> [SHORT PROBLEM]:
Return each line of the records below that contains the string "building". Case counts.

=== SOURCE DATA ===

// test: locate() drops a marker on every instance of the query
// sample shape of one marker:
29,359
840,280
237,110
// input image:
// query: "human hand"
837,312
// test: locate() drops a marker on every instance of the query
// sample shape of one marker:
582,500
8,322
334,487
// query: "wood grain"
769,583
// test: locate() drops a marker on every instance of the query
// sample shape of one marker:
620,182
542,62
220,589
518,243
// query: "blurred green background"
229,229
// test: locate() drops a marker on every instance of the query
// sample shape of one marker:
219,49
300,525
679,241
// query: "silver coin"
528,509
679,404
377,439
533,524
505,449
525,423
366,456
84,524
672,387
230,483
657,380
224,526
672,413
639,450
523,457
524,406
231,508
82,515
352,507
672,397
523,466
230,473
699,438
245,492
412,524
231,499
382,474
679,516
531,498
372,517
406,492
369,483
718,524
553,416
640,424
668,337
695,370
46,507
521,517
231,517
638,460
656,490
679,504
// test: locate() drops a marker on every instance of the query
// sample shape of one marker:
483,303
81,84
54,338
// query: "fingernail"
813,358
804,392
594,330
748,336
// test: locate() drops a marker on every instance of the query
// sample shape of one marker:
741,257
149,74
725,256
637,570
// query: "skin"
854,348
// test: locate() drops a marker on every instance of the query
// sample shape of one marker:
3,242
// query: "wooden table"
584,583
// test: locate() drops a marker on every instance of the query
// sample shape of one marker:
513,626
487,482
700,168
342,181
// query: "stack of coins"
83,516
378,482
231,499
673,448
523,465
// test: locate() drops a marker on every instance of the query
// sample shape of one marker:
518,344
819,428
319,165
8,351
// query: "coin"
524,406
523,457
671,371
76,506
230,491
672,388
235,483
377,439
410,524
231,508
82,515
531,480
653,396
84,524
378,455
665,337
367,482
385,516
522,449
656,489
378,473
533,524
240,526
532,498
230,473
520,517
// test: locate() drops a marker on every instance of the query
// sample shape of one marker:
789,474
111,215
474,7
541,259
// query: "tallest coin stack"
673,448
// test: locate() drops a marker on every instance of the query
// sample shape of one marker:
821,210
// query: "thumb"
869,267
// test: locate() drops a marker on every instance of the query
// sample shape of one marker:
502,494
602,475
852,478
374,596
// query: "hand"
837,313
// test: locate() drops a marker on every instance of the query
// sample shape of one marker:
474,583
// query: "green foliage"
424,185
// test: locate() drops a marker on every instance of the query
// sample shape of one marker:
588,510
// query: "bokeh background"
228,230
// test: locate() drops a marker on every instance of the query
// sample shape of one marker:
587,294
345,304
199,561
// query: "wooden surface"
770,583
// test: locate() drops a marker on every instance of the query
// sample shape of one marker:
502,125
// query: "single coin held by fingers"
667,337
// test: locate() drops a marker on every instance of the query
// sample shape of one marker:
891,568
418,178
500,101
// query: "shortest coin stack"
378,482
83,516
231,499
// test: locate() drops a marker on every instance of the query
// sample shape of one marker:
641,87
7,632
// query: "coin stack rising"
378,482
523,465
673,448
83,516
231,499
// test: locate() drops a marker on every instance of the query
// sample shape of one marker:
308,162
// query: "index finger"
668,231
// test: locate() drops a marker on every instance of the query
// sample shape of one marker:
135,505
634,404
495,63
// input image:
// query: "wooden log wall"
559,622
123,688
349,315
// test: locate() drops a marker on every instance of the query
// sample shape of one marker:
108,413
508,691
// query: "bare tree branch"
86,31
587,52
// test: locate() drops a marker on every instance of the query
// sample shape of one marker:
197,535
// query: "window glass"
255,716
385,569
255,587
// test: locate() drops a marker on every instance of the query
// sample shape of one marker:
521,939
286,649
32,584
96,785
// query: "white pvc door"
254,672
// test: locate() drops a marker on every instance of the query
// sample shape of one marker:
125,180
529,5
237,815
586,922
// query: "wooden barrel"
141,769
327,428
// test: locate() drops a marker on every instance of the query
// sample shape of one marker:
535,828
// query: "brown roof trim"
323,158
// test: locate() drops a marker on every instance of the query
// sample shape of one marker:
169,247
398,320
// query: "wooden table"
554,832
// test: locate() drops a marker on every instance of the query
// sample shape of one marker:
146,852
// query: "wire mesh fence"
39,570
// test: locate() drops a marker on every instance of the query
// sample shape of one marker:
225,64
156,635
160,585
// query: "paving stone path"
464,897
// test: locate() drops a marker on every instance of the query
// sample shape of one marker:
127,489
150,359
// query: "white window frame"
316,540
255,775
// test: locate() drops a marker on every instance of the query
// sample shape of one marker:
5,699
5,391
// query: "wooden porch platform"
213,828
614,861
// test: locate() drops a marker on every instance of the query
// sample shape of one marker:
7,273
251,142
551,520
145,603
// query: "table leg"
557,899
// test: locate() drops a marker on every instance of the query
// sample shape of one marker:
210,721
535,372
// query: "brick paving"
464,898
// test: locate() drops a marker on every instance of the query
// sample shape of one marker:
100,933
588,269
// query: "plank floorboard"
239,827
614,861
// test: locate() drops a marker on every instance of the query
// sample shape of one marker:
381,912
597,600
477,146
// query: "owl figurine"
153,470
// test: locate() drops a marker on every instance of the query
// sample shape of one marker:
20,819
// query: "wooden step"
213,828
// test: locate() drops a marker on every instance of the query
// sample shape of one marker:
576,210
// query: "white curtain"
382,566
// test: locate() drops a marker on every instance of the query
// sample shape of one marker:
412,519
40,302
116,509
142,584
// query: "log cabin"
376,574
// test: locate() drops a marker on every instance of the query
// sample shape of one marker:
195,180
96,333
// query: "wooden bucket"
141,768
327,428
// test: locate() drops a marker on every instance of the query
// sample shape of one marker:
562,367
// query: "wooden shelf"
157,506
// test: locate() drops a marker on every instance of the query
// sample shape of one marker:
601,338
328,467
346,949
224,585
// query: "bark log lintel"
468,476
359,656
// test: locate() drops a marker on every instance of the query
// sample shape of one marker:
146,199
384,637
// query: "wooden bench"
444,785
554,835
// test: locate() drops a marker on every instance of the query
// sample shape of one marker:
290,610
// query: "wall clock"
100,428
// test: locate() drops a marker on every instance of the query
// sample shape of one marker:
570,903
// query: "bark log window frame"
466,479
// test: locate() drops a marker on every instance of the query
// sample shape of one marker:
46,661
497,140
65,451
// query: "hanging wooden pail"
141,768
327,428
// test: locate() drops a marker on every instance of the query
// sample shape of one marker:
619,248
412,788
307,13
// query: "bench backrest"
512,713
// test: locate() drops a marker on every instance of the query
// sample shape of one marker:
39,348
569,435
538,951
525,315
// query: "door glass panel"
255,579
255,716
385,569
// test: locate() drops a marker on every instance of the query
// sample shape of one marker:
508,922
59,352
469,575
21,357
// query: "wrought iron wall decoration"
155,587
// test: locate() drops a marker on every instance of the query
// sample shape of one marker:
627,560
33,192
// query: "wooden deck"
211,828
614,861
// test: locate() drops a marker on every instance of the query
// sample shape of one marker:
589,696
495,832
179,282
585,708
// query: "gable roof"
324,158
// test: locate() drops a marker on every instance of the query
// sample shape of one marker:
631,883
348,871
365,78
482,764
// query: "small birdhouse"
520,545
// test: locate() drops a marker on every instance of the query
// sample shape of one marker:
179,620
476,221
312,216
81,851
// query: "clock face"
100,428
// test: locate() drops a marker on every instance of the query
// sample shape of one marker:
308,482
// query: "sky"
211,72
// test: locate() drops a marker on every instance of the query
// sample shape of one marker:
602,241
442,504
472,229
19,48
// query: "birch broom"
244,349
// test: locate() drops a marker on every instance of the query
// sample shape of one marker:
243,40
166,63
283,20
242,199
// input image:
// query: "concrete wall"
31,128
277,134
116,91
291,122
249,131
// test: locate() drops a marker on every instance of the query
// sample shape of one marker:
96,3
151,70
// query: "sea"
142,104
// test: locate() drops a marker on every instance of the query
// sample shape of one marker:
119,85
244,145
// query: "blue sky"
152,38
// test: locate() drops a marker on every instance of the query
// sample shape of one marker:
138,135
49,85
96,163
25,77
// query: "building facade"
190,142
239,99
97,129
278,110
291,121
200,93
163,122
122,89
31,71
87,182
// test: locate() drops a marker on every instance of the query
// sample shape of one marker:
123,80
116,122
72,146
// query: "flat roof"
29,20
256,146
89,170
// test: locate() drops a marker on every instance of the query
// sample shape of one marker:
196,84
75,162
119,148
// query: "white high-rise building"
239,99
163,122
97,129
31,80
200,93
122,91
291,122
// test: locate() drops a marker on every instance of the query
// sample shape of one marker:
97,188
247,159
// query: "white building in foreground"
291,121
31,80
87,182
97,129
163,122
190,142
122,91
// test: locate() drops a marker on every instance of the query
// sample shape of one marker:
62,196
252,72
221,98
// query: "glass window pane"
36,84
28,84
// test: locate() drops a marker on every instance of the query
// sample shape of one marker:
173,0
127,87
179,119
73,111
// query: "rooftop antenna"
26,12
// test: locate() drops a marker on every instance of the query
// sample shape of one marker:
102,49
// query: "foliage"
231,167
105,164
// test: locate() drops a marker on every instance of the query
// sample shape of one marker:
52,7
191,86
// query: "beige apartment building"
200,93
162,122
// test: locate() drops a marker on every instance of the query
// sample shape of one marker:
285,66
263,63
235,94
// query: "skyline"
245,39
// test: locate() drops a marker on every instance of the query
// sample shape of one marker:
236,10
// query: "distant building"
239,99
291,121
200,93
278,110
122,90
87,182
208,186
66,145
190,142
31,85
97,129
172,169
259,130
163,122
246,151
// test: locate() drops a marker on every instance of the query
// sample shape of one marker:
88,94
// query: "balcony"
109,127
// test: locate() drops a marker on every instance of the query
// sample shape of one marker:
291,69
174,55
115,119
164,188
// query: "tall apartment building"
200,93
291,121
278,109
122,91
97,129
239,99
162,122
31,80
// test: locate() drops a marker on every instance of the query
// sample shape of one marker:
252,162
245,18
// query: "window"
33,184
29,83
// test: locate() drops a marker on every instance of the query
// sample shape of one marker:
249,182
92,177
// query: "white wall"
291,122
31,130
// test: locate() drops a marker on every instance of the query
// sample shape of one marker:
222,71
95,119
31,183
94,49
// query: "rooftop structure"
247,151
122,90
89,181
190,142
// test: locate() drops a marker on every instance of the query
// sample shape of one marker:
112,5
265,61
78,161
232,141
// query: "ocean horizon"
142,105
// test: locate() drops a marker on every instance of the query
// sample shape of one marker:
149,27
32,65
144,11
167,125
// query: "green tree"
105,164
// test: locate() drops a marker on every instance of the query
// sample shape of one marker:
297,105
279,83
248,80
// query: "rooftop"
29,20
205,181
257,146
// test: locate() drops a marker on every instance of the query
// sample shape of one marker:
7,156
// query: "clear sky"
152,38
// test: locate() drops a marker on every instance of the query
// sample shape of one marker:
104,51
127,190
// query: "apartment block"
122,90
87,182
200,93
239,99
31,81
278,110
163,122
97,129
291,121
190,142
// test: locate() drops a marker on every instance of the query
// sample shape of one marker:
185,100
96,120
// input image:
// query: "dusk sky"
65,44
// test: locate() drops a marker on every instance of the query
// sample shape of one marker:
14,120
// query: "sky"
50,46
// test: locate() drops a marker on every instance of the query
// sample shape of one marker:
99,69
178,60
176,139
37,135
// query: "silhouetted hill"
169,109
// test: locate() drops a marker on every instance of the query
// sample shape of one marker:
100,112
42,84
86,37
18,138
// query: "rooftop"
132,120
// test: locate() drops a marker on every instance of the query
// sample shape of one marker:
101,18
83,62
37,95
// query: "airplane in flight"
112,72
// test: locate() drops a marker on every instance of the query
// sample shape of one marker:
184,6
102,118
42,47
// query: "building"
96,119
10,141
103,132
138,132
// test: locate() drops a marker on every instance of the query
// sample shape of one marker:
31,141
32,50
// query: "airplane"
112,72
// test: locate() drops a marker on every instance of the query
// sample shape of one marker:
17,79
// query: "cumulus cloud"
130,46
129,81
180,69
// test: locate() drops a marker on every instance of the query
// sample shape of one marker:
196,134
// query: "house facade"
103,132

===

> [TASK ANSWER]:
// query: "building facade"
// query: "white high-rise building"
// query: "white building in foreground"
// query: "beige apartment building"
// query: "distant building"
// query: "tall apartment building"
// query: "building"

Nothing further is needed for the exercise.